The task:
Copy everything from the start of the data down to the line containing "38), (127, 38)]", both ends included, and scale every coordinate in the answers by 1.4, rounding to whole numbers with halves going up. Copy the requests and their format samples without changing them.

Boundary labeling data:
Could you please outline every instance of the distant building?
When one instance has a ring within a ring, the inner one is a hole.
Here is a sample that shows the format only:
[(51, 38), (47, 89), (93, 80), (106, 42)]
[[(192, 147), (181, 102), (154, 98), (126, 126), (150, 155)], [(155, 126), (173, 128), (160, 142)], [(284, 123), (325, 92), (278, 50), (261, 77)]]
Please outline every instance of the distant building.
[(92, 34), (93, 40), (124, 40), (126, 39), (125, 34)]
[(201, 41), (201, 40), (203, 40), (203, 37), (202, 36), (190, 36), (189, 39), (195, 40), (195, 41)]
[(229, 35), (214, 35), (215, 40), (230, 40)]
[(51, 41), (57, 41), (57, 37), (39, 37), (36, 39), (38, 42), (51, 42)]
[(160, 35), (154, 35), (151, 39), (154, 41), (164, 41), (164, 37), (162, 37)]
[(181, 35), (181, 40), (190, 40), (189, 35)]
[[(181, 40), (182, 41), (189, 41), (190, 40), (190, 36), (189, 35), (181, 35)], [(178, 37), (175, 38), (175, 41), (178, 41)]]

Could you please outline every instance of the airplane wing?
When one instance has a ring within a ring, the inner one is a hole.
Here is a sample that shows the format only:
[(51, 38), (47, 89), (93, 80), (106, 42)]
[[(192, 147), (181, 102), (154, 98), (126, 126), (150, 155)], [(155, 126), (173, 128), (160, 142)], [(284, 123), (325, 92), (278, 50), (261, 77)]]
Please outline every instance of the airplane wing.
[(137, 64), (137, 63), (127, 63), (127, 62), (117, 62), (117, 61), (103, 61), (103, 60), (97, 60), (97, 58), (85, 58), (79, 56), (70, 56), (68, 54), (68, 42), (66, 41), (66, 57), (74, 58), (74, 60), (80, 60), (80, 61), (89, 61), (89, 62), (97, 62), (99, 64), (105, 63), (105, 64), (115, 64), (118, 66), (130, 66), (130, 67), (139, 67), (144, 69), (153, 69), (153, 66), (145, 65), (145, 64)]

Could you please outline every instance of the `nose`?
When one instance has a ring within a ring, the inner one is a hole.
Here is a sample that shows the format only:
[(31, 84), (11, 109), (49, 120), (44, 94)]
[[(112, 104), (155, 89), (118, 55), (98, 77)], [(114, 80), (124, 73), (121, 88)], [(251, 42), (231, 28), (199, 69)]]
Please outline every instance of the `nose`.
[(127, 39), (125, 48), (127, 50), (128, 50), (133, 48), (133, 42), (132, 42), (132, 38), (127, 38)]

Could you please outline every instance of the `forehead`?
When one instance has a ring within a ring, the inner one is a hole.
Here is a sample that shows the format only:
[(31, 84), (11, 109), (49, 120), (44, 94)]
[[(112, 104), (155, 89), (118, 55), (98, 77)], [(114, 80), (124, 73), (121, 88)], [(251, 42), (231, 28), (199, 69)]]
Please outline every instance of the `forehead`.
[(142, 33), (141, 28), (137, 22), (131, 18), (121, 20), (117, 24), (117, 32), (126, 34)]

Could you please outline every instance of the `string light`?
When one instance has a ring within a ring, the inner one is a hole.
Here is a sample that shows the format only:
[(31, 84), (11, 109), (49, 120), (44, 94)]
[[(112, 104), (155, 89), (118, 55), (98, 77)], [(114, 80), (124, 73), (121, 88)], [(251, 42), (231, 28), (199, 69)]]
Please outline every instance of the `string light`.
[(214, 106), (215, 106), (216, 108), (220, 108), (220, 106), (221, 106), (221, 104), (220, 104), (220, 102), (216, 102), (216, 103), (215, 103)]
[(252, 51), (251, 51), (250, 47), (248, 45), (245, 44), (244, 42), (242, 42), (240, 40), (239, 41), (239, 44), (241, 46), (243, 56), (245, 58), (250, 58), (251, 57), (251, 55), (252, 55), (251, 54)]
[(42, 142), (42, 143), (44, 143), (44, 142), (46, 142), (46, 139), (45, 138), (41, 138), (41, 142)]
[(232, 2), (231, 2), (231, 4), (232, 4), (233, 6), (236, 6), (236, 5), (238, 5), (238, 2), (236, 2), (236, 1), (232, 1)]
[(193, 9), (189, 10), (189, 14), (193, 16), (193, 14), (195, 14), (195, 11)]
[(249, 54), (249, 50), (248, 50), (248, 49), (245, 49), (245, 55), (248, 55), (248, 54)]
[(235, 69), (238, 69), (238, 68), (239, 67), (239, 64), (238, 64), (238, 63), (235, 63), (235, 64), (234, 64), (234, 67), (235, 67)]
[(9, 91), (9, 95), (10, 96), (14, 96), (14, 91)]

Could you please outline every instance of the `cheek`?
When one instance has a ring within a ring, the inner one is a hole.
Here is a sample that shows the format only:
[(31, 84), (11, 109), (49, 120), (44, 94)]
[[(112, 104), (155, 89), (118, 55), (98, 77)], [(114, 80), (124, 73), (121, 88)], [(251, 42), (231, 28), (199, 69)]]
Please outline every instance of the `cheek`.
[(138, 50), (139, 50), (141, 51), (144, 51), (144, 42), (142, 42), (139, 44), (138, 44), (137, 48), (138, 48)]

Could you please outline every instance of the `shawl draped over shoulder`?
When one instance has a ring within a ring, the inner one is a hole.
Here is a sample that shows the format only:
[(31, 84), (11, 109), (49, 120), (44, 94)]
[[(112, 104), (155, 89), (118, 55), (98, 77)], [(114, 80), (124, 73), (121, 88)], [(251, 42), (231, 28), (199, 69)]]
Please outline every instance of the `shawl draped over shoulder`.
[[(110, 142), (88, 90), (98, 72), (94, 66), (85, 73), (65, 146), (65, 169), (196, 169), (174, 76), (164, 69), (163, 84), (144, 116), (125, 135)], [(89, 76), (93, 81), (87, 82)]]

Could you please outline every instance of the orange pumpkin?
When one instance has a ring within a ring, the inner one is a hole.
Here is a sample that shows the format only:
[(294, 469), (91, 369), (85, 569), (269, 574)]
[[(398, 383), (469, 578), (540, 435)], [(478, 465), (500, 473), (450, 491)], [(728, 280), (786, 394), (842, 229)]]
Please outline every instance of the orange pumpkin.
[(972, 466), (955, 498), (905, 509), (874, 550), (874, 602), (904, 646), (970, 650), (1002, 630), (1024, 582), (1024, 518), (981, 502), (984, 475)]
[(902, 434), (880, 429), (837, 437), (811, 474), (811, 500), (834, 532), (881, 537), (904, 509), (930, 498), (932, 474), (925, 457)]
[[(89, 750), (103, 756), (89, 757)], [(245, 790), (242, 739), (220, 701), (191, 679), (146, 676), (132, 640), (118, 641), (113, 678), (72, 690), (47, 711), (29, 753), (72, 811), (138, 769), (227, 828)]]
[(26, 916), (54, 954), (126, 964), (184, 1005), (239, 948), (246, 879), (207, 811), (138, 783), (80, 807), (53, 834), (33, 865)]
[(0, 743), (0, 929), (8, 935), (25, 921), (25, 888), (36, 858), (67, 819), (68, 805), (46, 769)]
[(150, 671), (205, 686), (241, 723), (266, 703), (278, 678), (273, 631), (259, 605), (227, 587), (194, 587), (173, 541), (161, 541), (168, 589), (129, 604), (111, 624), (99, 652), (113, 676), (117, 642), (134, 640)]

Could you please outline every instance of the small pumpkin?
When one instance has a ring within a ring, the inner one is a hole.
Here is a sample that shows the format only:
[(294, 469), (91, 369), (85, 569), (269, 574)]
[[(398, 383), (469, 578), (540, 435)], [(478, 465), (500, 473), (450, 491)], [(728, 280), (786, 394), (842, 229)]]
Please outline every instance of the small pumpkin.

Result:
Could you please outline every instance of the distant building?
When one instance has a ring within a ring, the inner one is a hole.
Here is a sample that shows the format only:
[(51, 38), (47, 89), (93, 80), (106, 42)]
[[(192, 147), (181, 102), (154, 98), (126, 126), (150, 155)], [(155, 126), (173, 128), (160, 142)], [(284, 123), (325, 92), (278, 50), (261, 77)]]
Please outline every instance of the distant building.
[(129, 48), (130, 56), (174, 56), (176, 55), (175, 48)]
[(281, 57), (281, 56), (284, 56), (284, 52), (283, 50), (266, 50), (265, 55), (273, 56), (273, 57)]
[(321, 49), (300, 49), (301, 56), (322, 56)]
[(71, 57), (80, 57), (80, 52), (55, 52), (50, 55), (53, 59), (71, 59)]
[(224, 49), (216, 49), (211, 55), (216, 57), (230, 57), (230, 52), (227, 52)]
[(253, 49), (253, 56), (266, 56), (265, 49)]
[[(253, 56), (255, 57), (265, 57), (266, 56), (266, 50), (265, 49), (253, 49)], [(249, 52), (245, 53), (245, 57), (249, 57)]]

Could you please outline every instance of the airplane wing?
When one instance has a ring within a ring, the inner one is a hole.
Here is a sample that shows the format only:
[(51, 38), (47, 89), (93, 80), (106, 42)]
[[(192, 147), (181, 102), (154, 98), (126, 126), (150, 155)], [(155, 126), (173, 128), (160, 142)], [(284, 123), (325, 92), (278, 50), (261, 77)]]
Please outline every instance of the airplane wing.
[(192, 90), (192, 88), (178, 88), (178, 87), (164, 87), (164, 85), (144, 85), (144, 84), (136, 84), (136, 81), (119, 81), (111, 78), (98, 78), (95, 76), (95, 59), (92, 57), (92, 80), (104, 81), (104, 84), (112, 84), (112, 85), (125, 85), (125, 87), (136, 87), (139, 90), (147, 88), (147, 90), (161, 90), (165, 92), (182, 92), (182, 94), (195, 94), (202, 97), (214, 97), (214, 92), (203, 91), (203, 90)]

Could you please outline every instance of the `nose`?
When one instance has a ring within a ring, the inner one is a hole.
Here is a sample that shows the format only:
[(31, 84), (11, 109), (49, 120), (44, 94)]
[[(112, 104), (155, 89), (118, 55), (98, 77)], [(114, 80), (124, 73), (121, 88)], [(251, 42), (231, 28), (199, 69)]]
Please outline every instance of the `nose`.
[(178, 55), (175, 67), (178, 70), (179, 70), (186, 67), (186, 59), (185, 59), (185, 53), (178, 53)]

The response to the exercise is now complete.